Task to complete:
How many lines of the records below contain the word "jacket"? Reply with the number alone.

-- Start Material provided --

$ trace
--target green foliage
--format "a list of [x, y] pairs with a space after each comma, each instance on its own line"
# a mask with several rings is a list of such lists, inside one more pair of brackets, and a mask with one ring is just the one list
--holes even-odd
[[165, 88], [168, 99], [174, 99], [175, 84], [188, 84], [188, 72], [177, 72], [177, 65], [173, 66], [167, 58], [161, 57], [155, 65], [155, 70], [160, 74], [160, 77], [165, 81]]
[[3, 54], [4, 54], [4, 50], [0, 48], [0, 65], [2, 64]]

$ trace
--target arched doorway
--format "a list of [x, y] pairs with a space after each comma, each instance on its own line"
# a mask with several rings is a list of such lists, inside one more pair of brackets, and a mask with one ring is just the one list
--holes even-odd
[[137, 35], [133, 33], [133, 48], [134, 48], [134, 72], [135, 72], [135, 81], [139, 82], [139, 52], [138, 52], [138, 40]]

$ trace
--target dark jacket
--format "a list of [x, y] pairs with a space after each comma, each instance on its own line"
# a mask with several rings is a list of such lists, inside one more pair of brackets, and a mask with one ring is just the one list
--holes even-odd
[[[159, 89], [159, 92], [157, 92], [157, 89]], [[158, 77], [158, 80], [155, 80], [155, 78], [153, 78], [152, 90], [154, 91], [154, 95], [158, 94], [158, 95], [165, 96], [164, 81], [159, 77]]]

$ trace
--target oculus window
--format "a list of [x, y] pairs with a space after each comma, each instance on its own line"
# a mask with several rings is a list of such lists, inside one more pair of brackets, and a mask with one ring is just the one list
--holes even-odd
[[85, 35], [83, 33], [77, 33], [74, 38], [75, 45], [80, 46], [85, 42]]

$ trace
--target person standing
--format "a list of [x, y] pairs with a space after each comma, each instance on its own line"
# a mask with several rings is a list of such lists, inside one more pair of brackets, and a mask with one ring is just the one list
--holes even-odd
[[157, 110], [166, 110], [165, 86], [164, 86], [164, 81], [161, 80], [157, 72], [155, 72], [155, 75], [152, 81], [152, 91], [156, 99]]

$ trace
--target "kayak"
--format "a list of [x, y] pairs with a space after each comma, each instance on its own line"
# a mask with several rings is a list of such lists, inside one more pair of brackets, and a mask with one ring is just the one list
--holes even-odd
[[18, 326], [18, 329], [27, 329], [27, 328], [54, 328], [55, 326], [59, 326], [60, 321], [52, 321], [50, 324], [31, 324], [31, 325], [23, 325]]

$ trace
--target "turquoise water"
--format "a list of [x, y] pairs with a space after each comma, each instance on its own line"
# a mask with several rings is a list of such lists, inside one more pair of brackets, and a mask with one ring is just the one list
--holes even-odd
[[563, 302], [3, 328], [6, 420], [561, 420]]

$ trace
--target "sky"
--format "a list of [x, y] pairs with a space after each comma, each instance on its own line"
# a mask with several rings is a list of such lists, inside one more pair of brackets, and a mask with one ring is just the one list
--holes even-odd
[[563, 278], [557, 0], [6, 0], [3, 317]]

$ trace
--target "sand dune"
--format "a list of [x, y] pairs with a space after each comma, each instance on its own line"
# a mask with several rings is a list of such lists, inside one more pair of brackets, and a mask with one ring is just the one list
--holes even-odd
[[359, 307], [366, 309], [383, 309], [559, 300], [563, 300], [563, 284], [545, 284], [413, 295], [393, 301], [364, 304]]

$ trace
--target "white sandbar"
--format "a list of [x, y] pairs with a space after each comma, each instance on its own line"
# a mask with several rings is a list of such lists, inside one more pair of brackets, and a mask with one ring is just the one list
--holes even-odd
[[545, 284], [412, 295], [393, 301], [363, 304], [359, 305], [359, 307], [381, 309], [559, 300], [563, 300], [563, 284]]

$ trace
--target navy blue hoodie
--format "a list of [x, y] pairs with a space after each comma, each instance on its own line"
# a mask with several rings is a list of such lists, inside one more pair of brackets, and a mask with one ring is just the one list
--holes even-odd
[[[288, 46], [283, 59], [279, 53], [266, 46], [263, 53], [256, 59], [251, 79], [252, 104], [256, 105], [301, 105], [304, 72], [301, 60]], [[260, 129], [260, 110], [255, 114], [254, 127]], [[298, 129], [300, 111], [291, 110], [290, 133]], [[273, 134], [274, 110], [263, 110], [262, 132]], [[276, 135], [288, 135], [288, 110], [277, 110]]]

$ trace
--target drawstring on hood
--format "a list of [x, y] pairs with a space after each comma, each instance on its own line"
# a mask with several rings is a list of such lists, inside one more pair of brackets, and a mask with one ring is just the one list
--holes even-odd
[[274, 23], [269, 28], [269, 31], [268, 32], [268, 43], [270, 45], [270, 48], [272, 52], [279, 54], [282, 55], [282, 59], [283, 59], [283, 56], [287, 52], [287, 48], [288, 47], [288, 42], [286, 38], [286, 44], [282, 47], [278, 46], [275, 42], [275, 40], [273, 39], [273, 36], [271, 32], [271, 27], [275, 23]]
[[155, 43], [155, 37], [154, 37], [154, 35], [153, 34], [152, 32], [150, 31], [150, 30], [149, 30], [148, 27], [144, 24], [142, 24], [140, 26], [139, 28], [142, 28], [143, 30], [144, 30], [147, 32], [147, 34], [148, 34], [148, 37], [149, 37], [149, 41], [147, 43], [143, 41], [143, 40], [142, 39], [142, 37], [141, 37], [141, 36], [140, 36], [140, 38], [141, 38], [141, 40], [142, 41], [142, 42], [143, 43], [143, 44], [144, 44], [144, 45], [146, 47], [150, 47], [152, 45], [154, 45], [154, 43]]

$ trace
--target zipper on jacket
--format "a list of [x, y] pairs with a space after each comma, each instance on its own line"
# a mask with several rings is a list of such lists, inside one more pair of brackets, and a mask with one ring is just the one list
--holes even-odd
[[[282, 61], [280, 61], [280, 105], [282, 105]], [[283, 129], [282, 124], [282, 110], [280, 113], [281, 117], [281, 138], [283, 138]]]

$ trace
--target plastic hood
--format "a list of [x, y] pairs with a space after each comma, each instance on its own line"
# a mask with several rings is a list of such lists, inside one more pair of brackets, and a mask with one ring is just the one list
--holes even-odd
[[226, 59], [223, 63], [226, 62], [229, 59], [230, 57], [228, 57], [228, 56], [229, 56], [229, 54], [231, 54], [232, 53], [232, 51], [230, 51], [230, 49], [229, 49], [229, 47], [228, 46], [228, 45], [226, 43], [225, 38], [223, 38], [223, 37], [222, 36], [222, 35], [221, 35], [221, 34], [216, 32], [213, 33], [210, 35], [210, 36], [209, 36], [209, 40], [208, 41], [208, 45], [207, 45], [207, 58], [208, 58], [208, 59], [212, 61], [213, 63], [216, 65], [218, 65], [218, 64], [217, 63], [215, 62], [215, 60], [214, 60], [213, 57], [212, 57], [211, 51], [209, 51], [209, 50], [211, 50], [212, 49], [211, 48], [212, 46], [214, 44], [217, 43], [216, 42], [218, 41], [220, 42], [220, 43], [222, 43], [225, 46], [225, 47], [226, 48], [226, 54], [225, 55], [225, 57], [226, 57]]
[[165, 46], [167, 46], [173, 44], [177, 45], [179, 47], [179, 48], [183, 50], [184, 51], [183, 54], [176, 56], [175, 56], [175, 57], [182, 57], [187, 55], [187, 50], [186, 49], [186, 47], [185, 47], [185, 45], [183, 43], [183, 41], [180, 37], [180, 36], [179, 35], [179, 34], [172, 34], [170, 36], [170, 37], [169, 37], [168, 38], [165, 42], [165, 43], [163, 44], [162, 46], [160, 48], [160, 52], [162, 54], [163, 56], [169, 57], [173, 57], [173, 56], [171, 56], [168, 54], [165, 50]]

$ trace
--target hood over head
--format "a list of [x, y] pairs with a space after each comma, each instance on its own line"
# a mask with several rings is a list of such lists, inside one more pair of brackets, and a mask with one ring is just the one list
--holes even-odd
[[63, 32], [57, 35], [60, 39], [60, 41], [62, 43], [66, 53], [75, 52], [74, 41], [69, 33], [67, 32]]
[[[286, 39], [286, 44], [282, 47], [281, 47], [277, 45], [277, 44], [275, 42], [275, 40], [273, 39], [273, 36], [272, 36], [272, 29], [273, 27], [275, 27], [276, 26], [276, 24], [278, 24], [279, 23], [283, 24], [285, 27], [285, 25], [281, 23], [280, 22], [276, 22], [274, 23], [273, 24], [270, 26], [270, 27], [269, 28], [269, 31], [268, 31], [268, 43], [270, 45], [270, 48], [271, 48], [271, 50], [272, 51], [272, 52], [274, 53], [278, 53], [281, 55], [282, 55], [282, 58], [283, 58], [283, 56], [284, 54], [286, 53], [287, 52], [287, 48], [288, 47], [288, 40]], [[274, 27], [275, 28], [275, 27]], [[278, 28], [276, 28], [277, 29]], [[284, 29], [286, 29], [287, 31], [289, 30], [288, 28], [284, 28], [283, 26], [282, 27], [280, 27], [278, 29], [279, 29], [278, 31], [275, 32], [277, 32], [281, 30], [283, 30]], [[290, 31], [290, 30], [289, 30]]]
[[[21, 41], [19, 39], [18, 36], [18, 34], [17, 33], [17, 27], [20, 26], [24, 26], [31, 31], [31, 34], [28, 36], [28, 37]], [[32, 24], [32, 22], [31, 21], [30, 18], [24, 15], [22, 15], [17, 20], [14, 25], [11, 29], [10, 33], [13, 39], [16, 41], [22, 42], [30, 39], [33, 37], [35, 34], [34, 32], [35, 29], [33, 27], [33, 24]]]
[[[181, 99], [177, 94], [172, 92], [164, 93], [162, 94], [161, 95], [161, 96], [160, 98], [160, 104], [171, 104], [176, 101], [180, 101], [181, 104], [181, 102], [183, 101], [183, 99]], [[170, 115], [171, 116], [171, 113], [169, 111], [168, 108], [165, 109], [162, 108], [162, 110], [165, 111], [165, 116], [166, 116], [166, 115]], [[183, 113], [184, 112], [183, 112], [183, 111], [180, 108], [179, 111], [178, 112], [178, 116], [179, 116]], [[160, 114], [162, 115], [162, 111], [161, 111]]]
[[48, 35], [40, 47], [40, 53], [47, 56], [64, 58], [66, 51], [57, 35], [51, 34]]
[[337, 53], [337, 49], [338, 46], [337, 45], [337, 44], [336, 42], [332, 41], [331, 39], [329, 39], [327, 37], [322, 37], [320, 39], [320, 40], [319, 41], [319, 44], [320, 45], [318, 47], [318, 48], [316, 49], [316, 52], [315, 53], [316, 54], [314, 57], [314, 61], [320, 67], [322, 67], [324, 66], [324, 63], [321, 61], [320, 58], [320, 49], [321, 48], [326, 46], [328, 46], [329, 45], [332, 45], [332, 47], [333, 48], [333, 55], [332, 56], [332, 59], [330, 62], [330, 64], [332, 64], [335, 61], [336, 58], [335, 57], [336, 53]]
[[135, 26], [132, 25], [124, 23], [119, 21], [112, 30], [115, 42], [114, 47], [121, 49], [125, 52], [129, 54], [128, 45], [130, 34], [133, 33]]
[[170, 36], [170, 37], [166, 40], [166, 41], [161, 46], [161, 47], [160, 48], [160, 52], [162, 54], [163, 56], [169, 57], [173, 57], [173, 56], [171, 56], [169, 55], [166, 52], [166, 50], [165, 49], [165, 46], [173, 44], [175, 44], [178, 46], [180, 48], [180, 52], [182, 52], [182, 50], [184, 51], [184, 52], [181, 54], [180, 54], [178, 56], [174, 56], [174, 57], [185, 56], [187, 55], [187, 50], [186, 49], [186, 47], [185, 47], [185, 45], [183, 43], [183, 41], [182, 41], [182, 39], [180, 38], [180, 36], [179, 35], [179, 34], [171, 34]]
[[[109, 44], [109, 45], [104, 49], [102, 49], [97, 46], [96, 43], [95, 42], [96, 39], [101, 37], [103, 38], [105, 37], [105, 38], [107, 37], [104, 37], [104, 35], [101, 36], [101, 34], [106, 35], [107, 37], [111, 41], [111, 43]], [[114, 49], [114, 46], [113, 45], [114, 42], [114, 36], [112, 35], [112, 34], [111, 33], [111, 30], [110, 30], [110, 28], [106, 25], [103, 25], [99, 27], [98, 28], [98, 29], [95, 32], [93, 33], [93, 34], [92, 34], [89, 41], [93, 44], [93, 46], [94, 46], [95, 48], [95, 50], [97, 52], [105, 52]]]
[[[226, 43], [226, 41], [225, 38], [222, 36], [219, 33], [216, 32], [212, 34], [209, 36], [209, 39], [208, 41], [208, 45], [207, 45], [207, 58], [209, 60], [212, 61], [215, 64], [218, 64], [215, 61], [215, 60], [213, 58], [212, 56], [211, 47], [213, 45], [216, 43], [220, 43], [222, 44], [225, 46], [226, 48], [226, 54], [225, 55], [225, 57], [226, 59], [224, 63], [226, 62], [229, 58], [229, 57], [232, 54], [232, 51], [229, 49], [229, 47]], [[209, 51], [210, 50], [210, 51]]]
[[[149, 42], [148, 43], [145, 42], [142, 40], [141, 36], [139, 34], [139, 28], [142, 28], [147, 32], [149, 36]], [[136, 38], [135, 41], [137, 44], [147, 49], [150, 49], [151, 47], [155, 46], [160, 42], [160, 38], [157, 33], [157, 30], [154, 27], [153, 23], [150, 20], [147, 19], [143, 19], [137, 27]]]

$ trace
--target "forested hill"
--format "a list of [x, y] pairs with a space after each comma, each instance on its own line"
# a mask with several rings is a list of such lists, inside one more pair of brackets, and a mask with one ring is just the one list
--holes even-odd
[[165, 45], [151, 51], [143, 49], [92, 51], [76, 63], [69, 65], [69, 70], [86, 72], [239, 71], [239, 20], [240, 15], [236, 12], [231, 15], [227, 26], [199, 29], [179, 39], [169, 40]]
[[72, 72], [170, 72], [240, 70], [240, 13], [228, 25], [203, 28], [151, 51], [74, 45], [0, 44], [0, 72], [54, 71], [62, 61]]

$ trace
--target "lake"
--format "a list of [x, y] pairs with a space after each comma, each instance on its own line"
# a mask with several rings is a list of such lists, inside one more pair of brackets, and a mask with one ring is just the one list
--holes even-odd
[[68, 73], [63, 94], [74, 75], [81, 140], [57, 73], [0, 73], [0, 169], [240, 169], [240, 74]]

-- End Material provided --

Answer for this exercise:
2